** BEGIN **

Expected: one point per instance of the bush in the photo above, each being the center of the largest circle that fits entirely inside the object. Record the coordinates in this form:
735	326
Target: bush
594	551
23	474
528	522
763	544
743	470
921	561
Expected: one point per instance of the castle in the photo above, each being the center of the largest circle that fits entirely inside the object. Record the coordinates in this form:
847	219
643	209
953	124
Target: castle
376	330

** END **
** BEGIN **

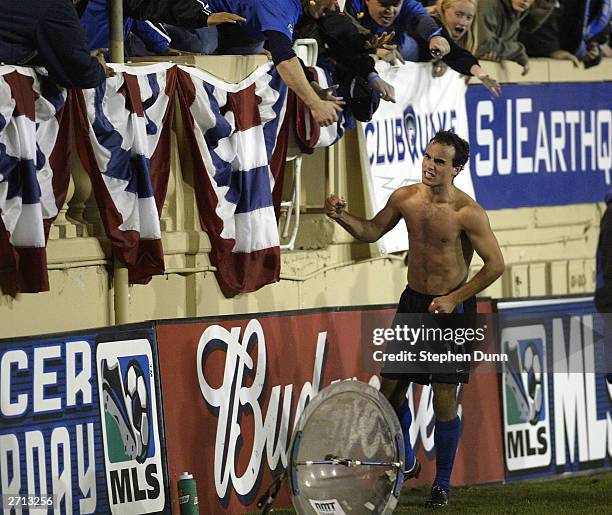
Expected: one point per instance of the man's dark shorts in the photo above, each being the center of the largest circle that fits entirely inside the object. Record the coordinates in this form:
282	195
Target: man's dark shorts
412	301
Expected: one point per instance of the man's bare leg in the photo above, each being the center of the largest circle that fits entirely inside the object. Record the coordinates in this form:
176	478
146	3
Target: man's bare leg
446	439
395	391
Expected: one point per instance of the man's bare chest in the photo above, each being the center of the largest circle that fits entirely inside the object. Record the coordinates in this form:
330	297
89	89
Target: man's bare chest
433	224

** END **

TASK TO COMPLETE:
Filter the records above and copy out every line that contains the word "bush". Matching is case-sensitive.

RIGHT ANSWER:
Expected: one point per instance of the bush in the photo above, each being the center of the largest circle that fits entirely inside the object. Record the coordinates in this form:
Target: bush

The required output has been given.